• **SELECTED PASSAGE**:
"""
As an advantageous development of the present invention, an electrode system that comprises not only the first electrode but also at least one second electrode can be arranged in the internal volume, wherein either the first electrode or the at least one second electrode is fixed to the holder in such a way that a spacing of the first electrode from the particular second electrode can be varied by means of a non-zero potential difference applied in each case between the first electrode and the at least one second electrode.

If applicable, it is preferred if the at least one second electrode also comprises continuous recesses, in each case in the form of a slot extending along a straight or non-straight slot center longitudinal line, wherein the slots in the particular second electrode are configured such that a straight line that can be defined for the particular slot and passes through a first endpoint of its slot center longitudinal line lying on an edge of the particular slot and through a second endpoint of its slot center longitudinal line lying on the edge of the particular slot extends radially away from a center point of the second electrode with a deviation of less than or equal to 20° or extends perpendicularly away from a central axis of the second electrode, which intersects the particular second electrode at its center, with a deviation of less than or equal to 20°, and wherein the slots in the at least one second electrode are configured with an offset in relation to the slots in the first electrode. The at least one second electrode can thus also be configured in a damping-reducing manner.

In particular, the slots in the first electrode can be configured such that the straight line passing through the first endpoint of the slot center longitudinal line of the particular slot and through the second endpoint of the slot center longitudinal line of the same slot extends radially away from the center point of the first electrode with a deviation of less than or equal to 10° or perpendicularly away from the central axis of the first electrode with a deviation of less than or equal to 10°. Specifically, the slots in the first electrode can be configured such that the straight line passing through the first endpoint of the slot center longitudinal line of the particular slot and through the second endpoint of the slot center longitudinal line of the same slot extends radially away from the center point of the first electrode with a deviation of less than or equal to 5° or perpendicularly away from the central axis of the first electrode with a deviation of less than or equal to 5°.

Preferably, the first electrode is anchored to the holder by means of at least two anchor structures in such a way that an anchor-structure line that can be defined for the particular anchor structure and passes through a first endpoint of the particular anchor structure anchored to the first electrode and through a second endpoint of the particular anchor structure anchored to the holder can be mapped by rotation or translation onto each straight line that can be defined for at least one of the slots of the first electrode. The anchoring of the first electrode to the holder described here maintains advantageous mechanical tensile stresses over the length of the first electrode.

The advantages described above are also realized in a capacitive sensor and/or actuator device with a micromechanical component according to the present invention.

Furthermore, the advantages described above can also be achieved by carrying out a suitable production method for a micromechanical component for a capacitive sensor and/or actuator device according to the present invention. It is expressly pointed out that the production method can be developed in accordance with the embodiments of the micromechanical component of the present invention explained above.

BRIEF DESCRIPTION OF THE DRAWINGS

Further features and advantages of the present invention are explained in the following with reference to the figures.
"""
• **GIVEN ENTRIES**:
"""
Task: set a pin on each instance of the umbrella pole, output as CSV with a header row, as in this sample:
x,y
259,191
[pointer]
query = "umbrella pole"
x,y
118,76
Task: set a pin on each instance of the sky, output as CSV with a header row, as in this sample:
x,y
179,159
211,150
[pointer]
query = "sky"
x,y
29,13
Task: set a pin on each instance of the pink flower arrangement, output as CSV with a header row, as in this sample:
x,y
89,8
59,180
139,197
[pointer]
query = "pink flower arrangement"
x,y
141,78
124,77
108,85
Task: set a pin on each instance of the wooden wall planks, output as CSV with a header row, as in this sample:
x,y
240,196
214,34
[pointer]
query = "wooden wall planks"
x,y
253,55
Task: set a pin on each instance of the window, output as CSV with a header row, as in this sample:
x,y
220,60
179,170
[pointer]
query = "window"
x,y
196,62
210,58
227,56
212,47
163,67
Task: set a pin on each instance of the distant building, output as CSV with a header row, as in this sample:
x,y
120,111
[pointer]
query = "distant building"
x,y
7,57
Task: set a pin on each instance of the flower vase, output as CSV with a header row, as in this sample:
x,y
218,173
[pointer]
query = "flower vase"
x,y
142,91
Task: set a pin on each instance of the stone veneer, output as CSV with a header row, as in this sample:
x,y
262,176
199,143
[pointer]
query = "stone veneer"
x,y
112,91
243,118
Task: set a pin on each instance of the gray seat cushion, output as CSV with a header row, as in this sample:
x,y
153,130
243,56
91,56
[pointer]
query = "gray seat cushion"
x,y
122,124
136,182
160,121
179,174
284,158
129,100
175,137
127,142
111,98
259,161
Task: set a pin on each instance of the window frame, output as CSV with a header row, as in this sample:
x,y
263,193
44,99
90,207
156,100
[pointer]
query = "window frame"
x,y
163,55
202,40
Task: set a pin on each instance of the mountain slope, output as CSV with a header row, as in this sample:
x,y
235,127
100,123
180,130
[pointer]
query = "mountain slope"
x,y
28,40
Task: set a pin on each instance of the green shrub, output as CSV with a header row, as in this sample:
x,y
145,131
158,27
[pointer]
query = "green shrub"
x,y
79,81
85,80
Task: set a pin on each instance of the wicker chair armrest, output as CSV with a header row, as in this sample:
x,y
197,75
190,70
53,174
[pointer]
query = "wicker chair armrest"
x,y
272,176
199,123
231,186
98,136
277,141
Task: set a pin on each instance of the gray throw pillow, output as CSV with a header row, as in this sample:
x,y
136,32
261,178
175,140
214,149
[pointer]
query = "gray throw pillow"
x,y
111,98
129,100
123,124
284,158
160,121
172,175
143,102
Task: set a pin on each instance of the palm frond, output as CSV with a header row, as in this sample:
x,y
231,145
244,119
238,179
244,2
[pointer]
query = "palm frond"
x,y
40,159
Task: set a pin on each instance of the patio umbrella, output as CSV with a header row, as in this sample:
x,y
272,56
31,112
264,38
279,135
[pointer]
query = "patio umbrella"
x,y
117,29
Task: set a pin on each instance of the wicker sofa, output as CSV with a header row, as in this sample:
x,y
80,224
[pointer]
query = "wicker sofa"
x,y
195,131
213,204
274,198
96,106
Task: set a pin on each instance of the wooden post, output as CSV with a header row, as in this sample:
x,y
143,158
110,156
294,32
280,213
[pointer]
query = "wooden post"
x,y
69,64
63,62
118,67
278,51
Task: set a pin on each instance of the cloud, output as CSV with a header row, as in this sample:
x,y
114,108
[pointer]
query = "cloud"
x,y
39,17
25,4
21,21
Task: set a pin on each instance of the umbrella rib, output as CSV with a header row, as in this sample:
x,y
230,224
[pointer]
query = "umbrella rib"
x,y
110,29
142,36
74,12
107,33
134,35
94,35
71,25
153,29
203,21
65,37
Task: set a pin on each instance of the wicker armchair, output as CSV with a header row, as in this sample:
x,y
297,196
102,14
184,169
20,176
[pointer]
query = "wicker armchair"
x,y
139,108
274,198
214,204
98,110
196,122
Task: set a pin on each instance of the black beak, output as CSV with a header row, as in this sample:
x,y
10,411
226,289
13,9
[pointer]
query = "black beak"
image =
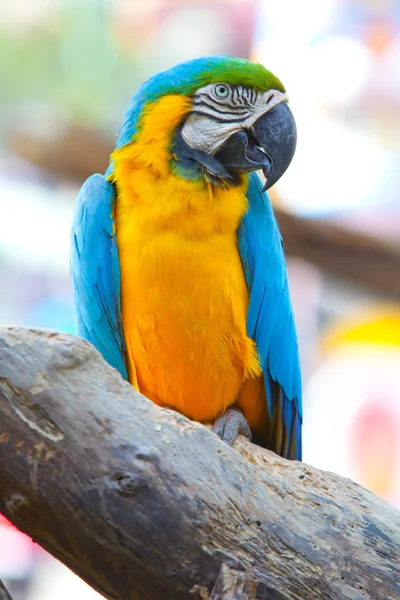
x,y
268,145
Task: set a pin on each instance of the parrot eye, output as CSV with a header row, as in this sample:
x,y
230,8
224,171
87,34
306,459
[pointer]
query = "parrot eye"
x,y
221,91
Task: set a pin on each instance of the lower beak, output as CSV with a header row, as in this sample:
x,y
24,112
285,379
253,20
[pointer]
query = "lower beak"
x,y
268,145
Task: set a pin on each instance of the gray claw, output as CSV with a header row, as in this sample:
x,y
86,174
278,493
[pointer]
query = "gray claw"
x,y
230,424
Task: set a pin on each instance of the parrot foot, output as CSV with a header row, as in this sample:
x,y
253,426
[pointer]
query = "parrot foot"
"""
• **REQUIREMENTS**:
1. According to the electrode passage, what does the described anchoring of the first electrode to the holder maintain over the length of the first electrode?
2. Pick up the electrode passage after its last sentence and continue it.
The lines are separate material, unrelated to the electrode passage.

• **EXPECTED ANSWERS**:
1. Advantageous mechanical tensile stresses.

2.
FIG. 1A to 1D are schematic overall and partial representations of a first example embodiment of the micromechanical component according to the present invention and a coordinate system to explain its function.

FIG. 2A and 2B are schematic partial representations of a second example embodiment of the micromechanical component according to the present invention.

FIG. 3 is a schematic partial representation of a third example embodiment of the micromechanical component of the present invention.

FIG. 4A and 4B are schematic partial representations of a fourth example embodiment of the micromechanical component of the present invention.

FIG. 5 to 9 are schematic partial representations of further example embodiments of the micromechanical component of the present invention.

FIG. 10 is a flowchart to explain one example embodiment of the production method for a micromechanical component for a capacitive sensor and/or actuator device, according to the present invention.

DETAILED DESCRIPTION OF EXAMPLE EMBODIMENTS

FIG. 1A to 1D are schematic overall and partial representations of a first embodiment of the micromechanical component and a coordinate system to explain its function.

The micromechanical component shown schematically in FIG. 1A to 1C comprises a first membrane 10a and a second membrane 10b, which are tensioned on and/or in a holder 12 of the micromechanical component in such a way that an internal volume 14 is bounded by means of the membranes 10a and 10b. For this purpose, the internal volume 14 is bounded on its first side by a first membrane surface 16a of the first membrane 10a and on its second side, which is directed away from the first side, by a second membrane surface 16b of the second membrane 10b. In particular, the internal volume 14 can be sealed in an air-tight or gas-tight manner against an external environment of the micromechanical component by means of the membranes 10a and 10b and the holder 12. The first membrane 10a and the second membrane 10b in each case are to be understood to mean a membrane 10a and 10b that is deformable by means of a force acting upon it. The membranes 10a and 10b can, in particular, at least partially span a rear side cavity 18 configured in the holder 12.

At least one first electrode 20 is arranged in the internal volume 14. Preferably, a fluid pressure of less than or equal to 10 mbar prevails in the internal volume 14 so that fluidic flow processes caused by relative movement of the membranes 10a and 10b in relation to the first electrode 20 are in a molecular flow regime. Optionally, the first electrode 20 can be configured with an insulating layer 20a extending (substantially) centrally through the first electrode 20. Alternatively, the first electrode 20 can also be made entirely of an electrically conductive material. Advantageously, the first electrode 20 is under a tensile stress so that it yields as little as possible to a force acting perpendicularly on it, which force is caused, e.g., by a pressure difference between the two sides of the first electrode 20.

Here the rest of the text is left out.